═══ EXTRACT PROVIDED ═══
The National Motorcyclists Council (NMC) has today issued a second edition of its 2022 position on motorcycle licensing, testing and training which sets out updated proposals for a change to the current regime.

The BMF has been a key contributor to the document, working closely with our partner NMC to set out the need for a regime that is easier to understand and access, with reduced cost, bureaucracy and repetition, whilst maintaining high training standards.

In particular, the document calls for government to undertake a fundamental review of the current regime to create a training and testing regime that is fit for the 21st century; a regime which allows riders to progress more efficiently through relevant motorcycle licensing stages to gain a full licence at the level they desire.

Publication of the Second edition of the National Motorcyclists Council’s 2022 licensing proposals builds on its existing calls for a training and testing system that is fit for purpose

The NMC has today issued the second edition of its 2022 position on motorcycle licensing, testing and training, which sets out updated proposals for change to the current regime. It also reinforces its existing call, plus those of others, for government to undertake a fundamental review of the current regime.
═══ PROVIDED MATERIAL ═══
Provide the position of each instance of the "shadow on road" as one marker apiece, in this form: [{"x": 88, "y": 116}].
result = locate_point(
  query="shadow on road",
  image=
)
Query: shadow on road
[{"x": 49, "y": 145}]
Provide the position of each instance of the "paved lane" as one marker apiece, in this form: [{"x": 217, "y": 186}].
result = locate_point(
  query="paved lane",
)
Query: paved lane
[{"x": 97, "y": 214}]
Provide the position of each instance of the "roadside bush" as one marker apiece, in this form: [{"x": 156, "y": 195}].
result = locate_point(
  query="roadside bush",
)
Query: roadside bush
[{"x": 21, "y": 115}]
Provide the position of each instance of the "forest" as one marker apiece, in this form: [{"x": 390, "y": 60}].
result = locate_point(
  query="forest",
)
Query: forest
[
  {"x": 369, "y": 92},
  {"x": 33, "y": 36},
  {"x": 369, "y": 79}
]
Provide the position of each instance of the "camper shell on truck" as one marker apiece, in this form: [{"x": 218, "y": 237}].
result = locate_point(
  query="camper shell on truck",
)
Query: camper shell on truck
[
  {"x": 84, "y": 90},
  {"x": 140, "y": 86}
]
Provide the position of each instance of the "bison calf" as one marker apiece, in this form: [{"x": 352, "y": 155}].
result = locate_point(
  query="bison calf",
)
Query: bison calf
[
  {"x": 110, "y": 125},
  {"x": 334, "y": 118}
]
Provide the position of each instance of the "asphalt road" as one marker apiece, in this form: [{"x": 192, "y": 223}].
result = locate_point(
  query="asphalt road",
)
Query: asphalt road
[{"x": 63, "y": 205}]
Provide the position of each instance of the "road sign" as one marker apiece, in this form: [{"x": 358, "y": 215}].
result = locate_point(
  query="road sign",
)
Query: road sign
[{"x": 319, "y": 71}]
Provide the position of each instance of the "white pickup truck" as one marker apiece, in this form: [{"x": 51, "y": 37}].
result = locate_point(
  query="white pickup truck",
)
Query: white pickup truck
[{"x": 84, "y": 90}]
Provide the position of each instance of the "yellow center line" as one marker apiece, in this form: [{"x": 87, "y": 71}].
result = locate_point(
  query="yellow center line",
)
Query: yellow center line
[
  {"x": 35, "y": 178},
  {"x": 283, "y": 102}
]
═══
Continue the motorcycle licensing text from where it stops, following on from its last sentence.

§ RESPONSE BELOW
The NMC’s position in ‘‘A Fresh Approach to The Motorcycle Licence’’ is based on the following principle: To make the licensing regime easier to understand and access, while maintaining appropriate road safety standards in training. The NMC does not propose a dilution of standards, but it does propose the creation of a system which is more understandable, with less cost, bureaucracy and repetition – while maintaining the UK’s high training standards. What is clear from a simple analysis of headline safety statistics, is that the current licensing regime is not fit for purpose – rider deaths have risen since it was introduced between 2009 and 2013.

The Government is urged to start the process of reform and Ministers are called upon to empower this work through the existing DVSA/DfT Strategic Motorcycle Group, so that progress can be made and a fresh regime introduced which can deliver improved safety for motorcyclists – among the most vulnerable of road user groups.

The revised NMC position takes account of developments in the issue and work across the motorcycling sector since 2022, including the NMC’s dialogue with government officials and Ministers. Outcomes of this activity include the welcome announcement of the DVSA/DfT Strategic Motorcycle Group early in 2023, though the Group has yet to be empowered by minsters to conduct the full-scale review of licensing that is needed.

The NMC has also worked closely with the industry on the issue and supports many of the proposals in MCIA’s ‘Licence to Net Zero’, which was launched last autumn. As a result, this new edition of the NMCs position can be read alongside the industry’s proposals, though the NMC considers additional areas, such as the future of the A2 licence (initial access to medium powered motorcycles), the role of post-test training, international law, plus an analysis of what has been learned from both current and previous regimes.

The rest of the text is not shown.